> WORK ORDER: The lines needed are those below that contain the word "tree"; copy each one.

Stored items from a collection:
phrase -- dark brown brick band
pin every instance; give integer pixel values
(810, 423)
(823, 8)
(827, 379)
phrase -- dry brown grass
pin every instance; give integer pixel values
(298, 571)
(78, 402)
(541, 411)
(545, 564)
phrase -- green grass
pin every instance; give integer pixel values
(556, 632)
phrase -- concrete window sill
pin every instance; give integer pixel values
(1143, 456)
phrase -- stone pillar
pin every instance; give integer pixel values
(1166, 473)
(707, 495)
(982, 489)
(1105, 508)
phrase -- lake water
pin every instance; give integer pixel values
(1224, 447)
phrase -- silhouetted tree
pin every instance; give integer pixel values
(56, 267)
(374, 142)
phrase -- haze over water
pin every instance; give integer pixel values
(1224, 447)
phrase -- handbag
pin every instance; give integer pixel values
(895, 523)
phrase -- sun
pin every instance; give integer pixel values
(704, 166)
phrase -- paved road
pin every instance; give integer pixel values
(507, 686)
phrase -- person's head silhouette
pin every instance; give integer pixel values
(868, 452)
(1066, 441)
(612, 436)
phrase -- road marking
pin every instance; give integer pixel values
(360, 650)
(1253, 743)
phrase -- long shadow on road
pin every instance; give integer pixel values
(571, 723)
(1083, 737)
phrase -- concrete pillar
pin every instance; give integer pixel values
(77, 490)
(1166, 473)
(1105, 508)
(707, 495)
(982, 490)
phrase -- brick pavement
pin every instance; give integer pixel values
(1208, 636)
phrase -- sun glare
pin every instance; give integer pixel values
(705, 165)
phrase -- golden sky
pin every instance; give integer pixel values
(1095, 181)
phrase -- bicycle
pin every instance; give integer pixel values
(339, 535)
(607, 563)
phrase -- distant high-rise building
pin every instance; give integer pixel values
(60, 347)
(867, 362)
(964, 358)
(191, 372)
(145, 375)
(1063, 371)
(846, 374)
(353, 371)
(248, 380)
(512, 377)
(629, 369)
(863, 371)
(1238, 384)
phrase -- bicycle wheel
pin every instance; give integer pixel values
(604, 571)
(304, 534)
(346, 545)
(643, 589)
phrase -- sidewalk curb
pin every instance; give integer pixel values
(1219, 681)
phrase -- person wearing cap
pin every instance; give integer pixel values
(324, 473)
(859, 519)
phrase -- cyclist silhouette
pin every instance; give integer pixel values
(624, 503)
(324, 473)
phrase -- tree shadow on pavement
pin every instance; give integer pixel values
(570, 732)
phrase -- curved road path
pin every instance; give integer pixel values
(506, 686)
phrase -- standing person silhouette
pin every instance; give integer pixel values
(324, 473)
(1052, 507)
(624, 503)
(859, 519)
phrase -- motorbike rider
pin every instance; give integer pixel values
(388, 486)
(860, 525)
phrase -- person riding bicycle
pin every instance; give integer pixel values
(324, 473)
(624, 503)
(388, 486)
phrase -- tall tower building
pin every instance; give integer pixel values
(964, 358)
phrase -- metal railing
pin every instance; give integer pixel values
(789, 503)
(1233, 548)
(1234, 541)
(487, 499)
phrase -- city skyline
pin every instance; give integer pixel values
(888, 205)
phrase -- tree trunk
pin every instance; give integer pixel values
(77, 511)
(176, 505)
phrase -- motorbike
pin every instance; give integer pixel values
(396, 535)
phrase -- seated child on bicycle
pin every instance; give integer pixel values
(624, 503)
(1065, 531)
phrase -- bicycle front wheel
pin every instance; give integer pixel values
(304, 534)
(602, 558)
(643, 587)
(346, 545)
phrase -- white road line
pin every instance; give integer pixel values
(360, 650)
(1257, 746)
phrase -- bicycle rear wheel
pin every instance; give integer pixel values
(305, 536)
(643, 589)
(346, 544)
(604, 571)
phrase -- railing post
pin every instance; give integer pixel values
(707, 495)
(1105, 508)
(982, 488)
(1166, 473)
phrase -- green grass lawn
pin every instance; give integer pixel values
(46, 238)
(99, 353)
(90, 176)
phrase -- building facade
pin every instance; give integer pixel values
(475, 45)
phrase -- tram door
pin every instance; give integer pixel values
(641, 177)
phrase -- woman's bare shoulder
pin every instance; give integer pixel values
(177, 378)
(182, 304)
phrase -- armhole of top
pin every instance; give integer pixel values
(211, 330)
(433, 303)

> ANSWER AREA:
phrase -- silhouetted tree
phrase -- tree shadow on pavement
phrase -- tree trunk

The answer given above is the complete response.